▶ Material shown:
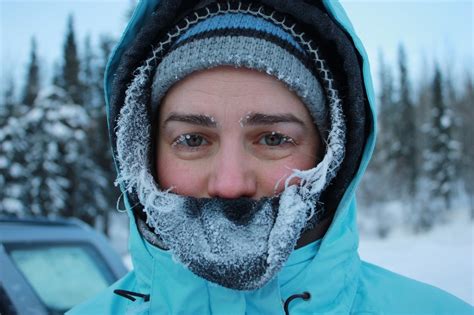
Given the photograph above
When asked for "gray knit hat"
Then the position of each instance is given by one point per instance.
(237, 35)
(242, 39)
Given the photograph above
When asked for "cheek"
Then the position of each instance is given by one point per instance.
(183, 178)
(272, 179)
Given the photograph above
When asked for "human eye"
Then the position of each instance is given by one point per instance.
(189, 141)
(275, 139)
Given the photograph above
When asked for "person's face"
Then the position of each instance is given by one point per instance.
(232, 133)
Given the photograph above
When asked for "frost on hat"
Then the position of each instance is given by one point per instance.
(242, 40)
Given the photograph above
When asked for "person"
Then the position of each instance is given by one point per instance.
(240, 131)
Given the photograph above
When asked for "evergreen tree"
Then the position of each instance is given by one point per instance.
(465, 112)
(406, 147)
(440, 158)
(55, 151)
(382, 166)
(70, 80)
(32, 84)
(7, 106)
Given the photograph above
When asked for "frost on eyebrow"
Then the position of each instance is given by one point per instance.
(245, 118)
(195, 119)
(252, 118)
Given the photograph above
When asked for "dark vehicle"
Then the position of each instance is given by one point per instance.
(49, 266)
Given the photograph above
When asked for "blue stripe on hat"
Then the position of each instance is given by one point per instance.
(236, 21)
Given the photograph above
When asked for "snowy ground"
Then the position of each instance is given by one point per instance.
(442, 257)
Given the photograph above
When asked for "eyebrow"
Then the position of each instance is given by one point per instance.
(254, 119)
(195, 119)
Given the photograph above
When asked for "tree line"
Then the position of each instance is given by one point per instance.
(423, 159)
(55, 158)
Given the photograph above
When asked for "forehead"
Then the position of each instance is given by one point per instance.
(233, 91)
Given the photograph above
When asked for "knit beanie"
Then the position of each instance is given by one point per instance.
(242, 39)
(239, 35)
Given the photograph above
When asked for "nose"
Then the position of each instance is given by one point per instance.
(232, 175)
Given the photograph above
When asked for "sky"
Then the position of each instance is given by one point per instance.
(429, 29)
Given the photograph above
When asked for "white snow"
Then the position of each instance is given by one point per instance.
(442, 257)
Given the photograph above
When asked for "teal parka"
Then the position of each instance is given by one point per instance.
(336, 278)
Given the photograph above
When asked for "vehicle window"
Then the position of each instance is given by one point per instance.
(62, 276)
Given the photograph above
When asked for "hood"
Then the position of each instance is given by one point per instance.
(345, 54)
(332, 20)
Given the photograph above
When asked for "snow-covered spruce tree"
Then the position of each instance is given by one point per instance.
(440, 157)
(32, 82)
(96, 187)
(56, 134)
(405, 146)
(69, 77)
(465, 113)
(374, 214)
(13, 174)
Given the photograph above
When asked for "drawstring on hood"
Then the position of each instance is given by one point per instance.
(305, 296)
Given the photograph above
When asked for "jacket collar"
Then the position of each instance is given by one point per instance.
(331, 278)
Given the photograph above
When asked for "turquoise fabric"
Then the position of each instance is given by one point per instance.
(331, 270)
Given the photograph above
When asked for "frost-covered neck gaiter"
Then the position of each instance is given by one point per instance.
(239, 244)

▶ Task brief: Print the entries above exactly, taking out only the pictures.

▶ Exercise solution:
Given the photograph above
When asked for "gray knit hat"
Then the position of each instance is given by one point per instance.
(237, 35)
(242, 39)
Given the photograph above
When asked for "cheek"
Then the position of each instance is given by one point per instance.
(183, 178)
(272, 179)
Given the photograph above
When asked for "human eye"
Then the position of each instance is given by one point per instance.
(189, 141)
(275, 139)
Given the photograph above
When asked for "person's face"
Then the position of each instance is given by one point per instance.
(232, 133)
Given the photograph above
When asked for "frost on hat"
Then the position of each instance is given by one point per instance.
(242, 40)
Given the photograph above
When asked for "person"
Then the position of each instance is given by one point per instance.
(240, 131)
Given the photograph above
When asked for "evergreen tree"
Then the position of each instance is given by one point per instance.
(465, 112)
(406, 147)
(440, 158)
(55, 151)
(382, 166)
(70, 80)
(32, 84)
(7, 106)
Given the photograph above
When asked for "frost on eyebrow"
Then the position of each instance is given by one point per instance.
(245, 118)
(195, 119)
(252, 118)
Given the photograph above
When asked for "dark vehicle"
Then the position of each instance is given by one point per instance.
(49, 266)
Given the photograph above
When asked for "blue stripe on hat"
Then the position of each instance is given by one point per instance.
(236, 21)
Given the photograph above
When asked for "snowy ground"
Then the position of each instance is given by one point per instance.
(442, 257)
Given the photograph above
When asked for "eyebrow"
Then the position of each instance is given by one point per instance.
(254, 119)
(195, 119)
Given the photograph above
When asked for "tree line"
Then the position of each instance is given by one point per instance.
(423, 159)
(55, 158)
Given the photograph above
When asked for "forehead"
Then the position of each instance is given by one point per instance.
(233, 91)
Given the photograph above
When asked for "knit beanie"
Then the position of each instance is given by one point per instance.
(242, 39)
(239, 35)
Given the photograph above
When asked for "nose"
Then the position of each instance is given by one point per instance.
(232, 175)
Given the photograph above
When asked for "sky"
Then the position of each instance is given by one point per instance.
(429, 29)
Given the photograph above
When asked for "white snow"
Then the position of each instance is given by one point per instance.
(442, 257)
Given the photograph above
When asked for "teal parka"
Then the position of each instance is given by one point per instance.
(336, 278)
Given the photograph above
When asked for "vehicle window"
Then the position of each instance is given by one point per instance.
(62, 276)
Given the photograph above
When asked for "hood"
Then the position of each instance is given by one point per instance.
(345, 54)
(332, 20)
Given the photograph above
When asked for "snow-covered spruce tree"
Then the position of each instance is given by one point per instance.
(440, 157)
(32, 82)
(96, 187)
(56, 134)
(405, 146)
(69, 77)
(465, 113)
(374, 214)
(13, 174)
Given the photograph above
When asked for "drawstring on hood"
Then the position of each instance is given by one point per instance.
(305, 296)
Given the photograph above
When asked for "jacket collar"
Then the position of each instance is given by one point per instance.
(331, 278)
Given the photograph above
When asked for "turquoise fabric"
Then the position of each instance is given by one point per instance.
(331, 270)
Given the photograph above
When asked for "frost-covered neck gaiter"
Then the position of each instance is given by one point per instance.
(239, 244)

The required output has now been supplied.